Coordinate annotation entries:
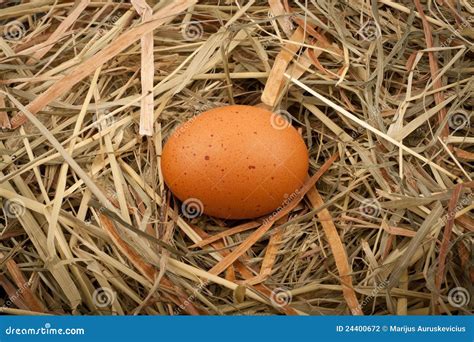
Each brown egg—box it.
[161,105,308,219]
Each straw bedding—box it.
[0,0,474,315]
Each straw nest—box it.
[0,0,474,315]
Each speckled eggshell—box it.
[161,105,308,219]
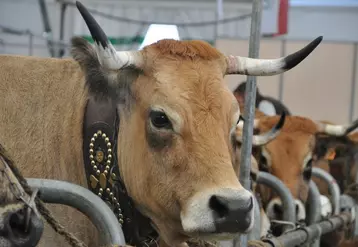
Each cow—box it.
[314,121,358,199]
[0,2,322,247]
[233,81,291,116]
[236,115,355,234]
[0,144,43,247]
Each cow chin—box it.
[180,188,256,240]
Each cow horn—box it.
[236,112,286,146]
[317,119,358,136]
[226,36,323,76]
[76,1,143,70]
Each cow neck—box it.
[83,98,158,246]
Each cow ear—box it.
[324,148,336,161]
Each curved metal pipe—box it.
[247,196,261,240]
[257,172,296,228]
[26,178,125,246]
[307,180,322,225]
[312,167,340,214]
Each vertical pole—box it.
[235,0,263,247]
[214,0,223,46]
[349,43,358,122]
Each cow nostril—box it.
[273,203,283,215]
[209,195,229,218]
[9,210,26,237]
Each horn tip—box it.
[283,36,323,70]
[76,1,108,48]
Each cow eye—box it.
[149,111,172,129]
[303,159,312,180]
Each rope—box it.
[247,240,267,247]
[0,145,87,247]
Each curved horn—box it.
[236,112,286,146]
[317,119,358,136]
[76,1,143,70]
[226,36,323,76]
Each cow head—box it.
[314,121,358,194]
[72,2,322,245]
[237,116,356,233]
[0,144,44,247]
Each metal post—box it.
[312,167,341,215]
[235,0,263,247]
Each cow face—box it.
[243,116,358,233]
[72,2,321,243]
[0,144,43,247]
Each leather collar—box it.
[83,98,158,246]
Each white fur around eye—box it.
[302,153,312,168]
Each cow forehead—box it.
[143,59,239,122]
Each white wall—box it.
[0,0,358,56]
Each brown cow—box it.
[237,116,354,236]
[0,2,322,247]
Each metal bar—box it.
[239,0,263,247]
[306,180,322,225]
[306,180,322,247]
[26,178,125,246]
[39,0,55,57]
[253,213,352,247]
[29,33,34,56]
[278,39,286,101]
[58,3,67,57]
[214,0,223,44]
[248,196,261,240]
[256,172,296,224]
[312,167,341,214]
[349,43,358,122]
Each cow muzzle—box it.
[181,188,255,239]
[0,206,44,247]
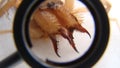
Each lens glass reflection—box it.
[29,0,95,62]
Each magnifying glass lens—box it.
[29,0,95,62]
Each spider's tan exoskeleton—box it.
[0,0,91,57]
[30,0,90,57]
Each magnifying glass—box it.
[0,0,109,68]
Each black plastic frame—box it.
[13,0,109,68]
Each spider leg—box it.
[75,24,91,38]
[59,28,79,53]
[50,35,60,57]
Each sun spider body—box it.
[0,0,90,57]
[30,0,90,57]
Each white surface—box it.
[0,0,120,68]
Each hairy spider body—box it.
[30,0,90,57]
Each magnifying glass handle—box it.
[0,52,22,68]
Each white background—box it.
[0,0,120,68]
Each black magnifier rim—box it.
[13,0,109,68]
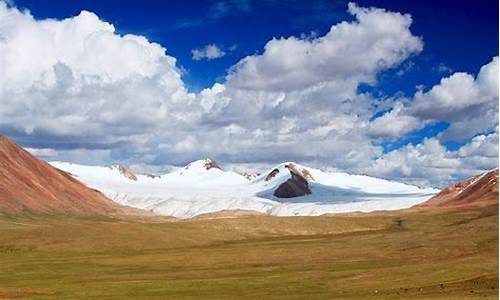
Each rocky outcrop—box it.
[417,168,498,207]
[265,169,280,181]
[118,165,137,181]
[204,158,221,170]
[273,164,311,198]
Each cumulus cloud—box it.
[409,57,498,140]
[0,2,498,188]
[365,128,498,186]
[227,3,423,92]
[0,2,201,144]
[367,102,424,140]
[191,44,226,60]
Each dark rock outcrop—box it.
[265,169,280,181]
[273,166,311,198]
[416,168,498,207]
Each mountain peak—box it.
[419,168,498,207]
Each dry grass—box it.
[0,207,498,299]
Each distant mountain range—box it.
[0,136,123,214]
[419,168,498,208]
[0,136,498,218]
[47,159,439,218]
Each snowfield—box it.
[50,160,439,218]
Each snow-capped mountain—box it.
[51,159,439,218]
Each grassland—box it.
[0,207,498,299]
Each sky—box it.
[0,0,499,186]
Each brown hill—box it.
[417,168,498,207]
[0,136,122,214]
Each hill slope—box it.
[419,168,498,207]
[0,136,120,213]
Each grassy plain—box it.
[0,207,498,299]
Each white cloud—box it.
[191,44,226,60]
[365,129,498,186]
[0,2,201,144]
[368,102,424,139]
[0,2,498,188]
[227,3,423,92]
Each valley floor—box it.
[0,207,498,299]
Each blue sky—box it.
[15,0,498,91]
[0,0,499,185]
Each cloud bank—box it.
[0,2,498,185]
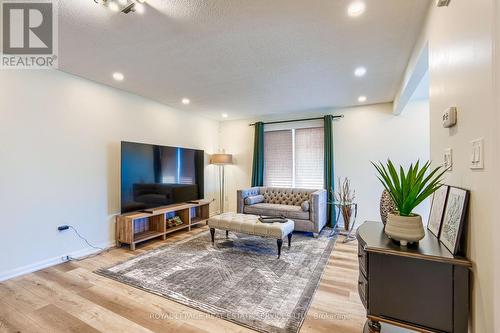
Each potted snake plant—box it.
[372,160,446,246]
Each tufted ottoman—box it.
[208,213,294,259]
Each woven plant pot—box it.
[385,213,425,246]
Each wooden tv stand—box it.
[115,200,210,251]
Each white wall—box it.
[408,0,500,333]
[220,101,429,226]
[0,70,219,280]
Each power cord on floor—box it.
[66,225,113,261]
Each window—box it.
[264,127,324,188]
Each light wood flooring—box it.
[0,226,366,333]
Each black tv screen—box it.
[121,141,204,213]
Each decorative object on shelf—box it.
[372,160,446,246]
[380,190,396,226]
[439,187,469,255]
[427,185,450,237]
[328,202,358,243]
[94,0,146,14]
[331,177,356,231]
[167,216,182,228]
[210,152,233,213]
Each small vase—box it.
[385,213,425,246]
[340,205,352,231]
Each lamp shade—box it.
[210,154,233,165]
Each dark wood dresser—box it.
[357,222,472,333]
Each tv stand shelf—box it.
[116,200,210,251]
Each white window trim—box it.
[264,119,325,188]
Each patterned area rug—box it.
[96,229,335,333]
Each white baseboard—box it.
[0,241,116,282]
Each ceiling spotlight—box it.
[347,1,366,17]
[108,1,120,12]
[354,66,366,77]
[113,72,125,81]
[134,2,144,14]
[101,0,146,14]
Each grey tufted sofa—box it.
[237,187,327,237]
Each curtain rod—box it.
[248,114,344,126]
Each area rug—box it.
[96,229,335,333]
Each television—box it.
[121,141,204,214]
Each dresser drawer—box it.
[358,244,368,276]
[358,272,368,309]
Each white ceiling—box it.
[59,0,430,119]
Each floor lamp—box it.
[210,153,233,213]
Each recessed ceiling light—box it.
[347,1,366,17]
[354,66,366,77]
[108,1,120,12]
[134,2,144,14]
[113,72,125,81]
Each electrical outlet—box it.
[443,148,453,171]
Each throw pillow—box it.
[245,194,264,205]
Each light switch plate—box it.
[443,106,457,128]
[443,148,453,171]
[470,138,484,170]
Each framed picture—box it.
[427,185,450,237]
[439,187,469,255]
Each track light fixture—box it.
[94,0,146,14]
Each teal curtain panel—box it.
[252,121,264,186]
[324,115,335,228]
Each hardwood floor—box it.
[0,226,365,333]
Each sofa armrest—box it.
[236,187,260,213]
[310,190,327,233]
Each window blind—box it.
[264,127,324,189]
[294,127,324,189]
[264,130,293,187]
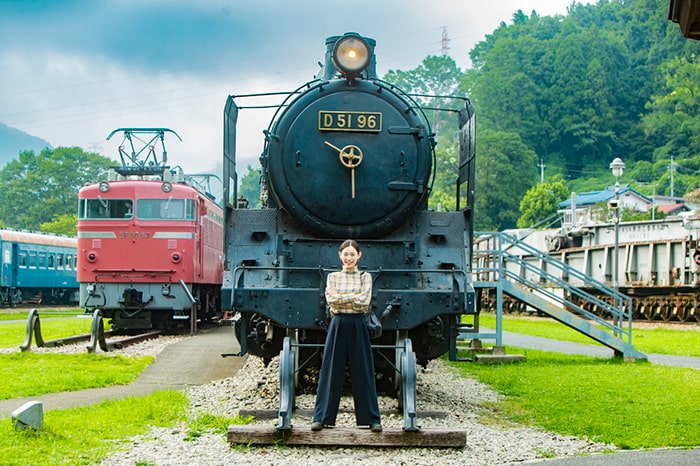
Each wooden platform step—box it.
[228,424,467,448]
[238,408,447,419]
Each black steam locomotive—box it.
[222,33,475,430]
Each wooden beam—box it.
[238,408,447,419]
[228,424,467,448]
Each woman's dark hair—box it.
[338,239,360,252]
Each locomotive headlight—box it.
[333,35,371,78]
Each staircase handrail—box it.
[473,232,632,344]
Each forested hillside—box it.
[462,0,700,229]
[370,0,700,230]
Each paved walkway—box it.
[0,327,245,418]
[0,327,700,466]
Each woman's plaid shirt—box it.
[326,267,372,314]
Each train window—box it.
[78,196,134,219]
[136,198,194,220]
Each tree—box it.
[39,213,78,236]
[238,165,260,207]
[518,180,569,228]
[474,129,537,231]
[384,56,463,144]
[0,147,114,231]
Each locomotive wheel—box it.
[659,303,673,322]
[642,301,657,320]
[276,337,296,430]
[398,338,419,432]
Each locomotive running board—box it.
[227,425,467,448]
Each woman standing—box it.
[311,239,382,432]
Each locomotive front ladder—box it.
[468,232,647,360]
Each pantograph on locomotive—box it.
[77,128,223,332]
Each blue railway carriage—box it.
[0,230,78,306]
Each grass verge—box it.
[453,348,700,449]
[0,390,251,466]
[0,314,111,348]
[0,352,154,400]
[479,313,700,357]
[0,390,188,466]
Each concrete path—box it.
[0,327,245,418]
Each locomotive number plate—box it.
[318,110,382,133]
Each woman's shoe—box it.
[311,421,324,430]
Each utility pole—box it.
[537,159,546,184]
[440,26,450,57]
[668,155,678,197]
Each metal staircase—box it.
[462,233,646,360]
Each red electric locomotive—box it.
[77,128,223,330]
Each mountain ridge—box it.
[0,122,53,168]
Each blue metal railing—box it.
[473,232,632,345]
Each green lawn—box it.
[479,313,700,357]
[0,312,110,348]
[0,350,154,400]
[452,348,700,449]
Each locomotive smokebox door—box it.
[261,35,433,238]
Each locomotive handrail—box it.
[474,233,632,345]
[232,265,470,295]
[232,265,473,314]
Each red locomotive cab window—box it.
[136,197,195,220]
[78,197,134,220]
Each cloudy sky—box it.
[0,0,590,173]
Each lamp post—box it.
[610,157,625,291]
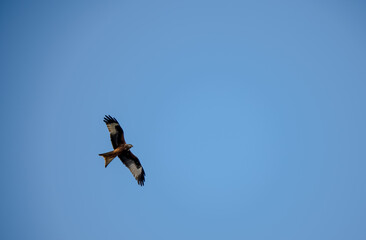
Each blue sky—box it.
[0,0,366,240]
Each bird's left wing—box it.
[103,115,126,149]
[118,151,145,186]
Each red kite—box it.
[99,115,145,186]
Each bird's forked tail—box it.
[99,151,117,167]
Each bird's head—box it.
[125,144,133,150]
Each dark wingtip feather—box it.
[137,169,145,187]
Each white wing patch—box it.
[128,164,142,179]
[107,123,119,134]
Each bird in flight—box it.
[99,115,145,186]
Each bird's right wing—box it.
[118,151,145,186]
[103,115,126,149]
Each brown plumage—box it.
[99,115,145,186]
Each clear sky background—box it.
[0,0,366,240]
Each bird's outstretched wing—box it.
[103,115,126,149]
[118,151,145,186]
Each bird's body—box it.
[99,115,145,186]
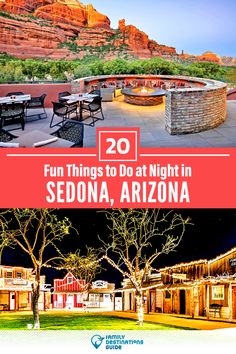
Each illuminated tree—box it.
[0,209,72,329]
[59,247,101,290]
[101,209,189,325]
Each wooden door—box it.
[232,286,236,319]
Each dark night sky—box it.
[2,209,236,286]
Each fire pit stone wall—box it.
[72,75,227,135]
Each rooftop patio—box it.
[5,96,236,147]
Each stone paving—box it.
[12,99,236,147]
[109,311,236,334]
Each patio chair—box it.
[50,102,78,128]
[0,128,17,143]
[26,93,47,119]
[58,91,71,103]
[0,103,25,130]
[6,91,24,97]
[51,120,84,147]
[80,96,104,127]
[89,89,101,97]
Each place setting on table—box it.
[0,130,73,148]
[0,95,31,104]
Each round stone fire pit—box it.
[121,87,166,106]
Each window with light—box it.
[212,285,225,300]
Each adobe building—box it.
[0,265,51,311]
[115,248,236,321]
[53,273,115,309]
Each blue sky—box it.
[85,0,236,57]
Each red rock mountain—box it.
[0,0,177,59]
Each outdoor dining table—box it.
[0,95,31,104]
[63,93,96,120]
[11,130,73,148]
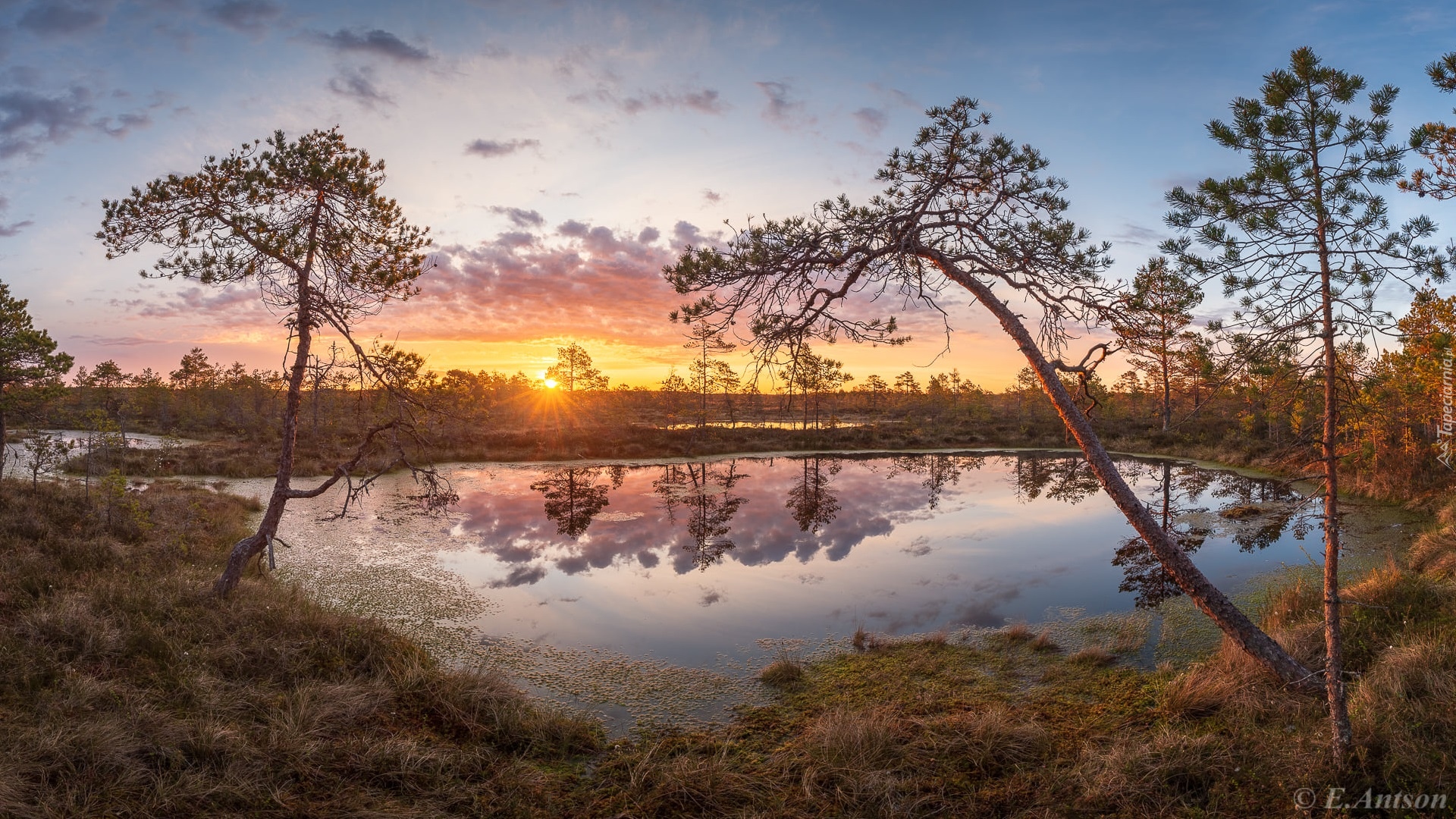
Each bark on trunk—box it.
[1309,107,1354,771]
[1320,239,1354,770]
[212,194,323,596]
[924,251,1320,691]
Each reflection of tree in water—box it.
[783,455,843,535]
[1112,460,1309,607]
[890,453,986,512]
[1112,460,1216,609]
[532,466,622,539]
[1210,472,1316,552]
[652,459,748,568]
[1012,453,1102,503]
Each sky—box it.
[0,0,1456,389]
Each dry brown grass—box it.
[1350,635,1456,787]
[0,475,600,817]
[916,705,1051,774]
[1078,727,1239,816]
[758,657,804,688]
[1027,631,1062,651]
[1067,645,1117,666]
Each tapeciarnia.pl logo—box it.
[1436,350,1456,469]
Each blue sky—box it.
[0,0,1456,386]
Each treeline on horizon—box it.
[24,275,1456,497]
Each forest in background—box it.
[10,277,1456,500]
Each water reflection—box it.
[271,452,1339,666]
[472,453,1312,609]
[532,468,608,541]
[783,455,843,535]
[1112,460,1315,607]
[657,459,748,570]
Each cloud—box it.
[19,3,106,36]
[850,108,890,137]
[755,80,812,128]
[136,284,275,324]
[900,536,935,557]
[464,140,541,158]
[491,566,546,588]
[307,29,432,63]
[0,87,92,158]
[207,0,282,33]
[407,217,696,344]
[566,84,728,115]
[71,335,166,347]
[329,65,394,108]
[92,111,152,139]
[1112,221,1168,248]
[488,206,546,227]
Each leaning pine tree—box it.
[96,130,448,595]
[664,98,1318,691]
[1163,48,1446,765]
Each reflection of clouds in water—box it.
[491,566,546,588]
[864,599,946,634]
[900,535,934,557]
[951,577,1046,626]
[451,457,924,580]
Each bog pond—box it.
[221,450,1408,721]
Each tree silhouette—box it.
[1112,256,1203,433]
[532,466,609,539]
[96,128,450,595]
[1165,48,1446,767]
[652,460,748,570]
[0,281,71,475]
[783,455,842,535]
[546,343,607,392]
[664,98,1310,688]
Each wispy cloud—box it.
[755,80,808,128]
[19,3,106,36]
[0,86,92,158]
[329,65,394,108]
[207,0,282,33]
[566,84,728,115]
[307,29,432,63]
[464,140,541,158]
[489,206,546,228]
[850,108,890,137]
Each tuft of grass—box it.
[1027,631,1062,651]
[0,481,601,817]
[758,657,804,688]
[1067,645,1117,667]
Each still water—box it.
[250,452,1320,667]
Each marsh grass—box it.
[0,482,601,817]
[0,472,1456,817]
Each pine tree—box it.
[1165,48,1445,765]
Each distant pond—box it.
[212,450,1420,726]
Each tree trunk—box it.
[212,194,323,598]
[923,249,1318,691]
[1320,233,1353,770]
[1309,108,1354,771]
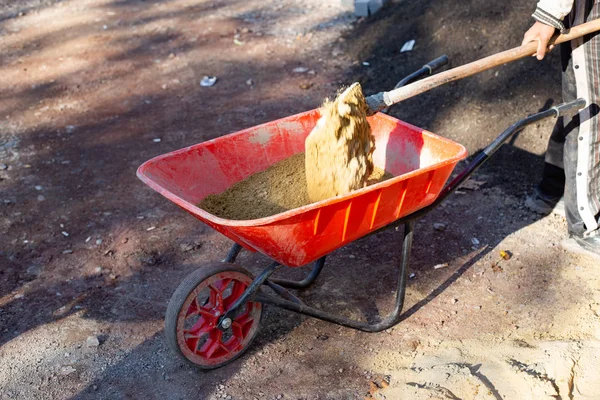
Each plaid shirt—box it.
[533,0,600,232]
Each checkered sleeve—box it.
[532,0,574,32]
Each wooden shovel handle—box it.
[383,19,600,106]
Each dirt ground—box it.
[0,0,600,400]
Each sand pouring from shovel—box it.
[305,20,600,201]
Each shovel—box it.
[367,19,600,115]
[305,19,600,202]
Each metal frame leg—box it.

**Written exercise:** Write out everything in the material from the line containing "Each mountain peak—box it." down to the line containing "[116,200,210,251]", both lines included, leaving out the pictures.

**Answer to this exercise:**
Each mountain peak—box it.
[419,168,498,207]
Each dry grass—box it.
[0,207,498,299]
Each distant mountain range—box it.
[0,136,123,214]
[419,168,498,208]
[0,136,498,218]
[47,159,439,218]
Each snowfield—box it.
[50,160,439,218]
Each snow-capped mountain—box it.
[51,159,439,218]
Each grassland—box it.
[0,207,498,299]
Each sky—box it.
[0,0,499,186]
Each brown hill—box it.
[417,168,498,207]
[0,136,122,214]
Each hill slope—box it.
[419,168,498,207]
[0,136,120,213]
Each grassy plain—box it.
[0,207,498,299]
Each white cloud—box it.
[191,44,226,60]
[365,129,498,186]
[0,2,201,144]
[368,102,424,139]
[0,2,498,188]
[227,3,423,92]
Each valley floor—box it.
[0,207,498,299]
Each blue sky—box it.
[15,0,498,91]
[0,0,499,185]
Each cloud bank—box it.
[0,2,498,185]
Each potted snake plant—box it.
[372,160,446,246]
Each tufted ottoman—box it.
[208,213,294,259]
Each woven plant pot—box it.
[385,213,425,246]
Each wooden tv stand—box it.
[115,200,210,251]
Each white wall—box it.
[408,0,500,333]
[220,101,429,226]
[0,70,219,280]
Each power cord on floor—box it.
[66,225,113,261]
Each window—box it.
[264,127,324,188]
Each light wood flooring—box it.
[0,226,366,333]
Each black tv screen—box it.
[121,141,204,213]
Each decorative object on shelf—box it.
[372,160,446,246]
[380,190,396,226]
[439,187,469,255]
[427,185,450,237]
[328,202,358,243]
[94,0,146,14]
[331,177,356,231]
[167,216,182,228]
[210,152,233,213]
Each small vase—box it.
[385,213,425,246]
[340,205,352,231]
Each lamp shade—box it.
[210,154,233,165]
Each dark wood dresser—box it.
[357,222,472,333]
Each tv stand shelf—box it.
[116,200,210,251]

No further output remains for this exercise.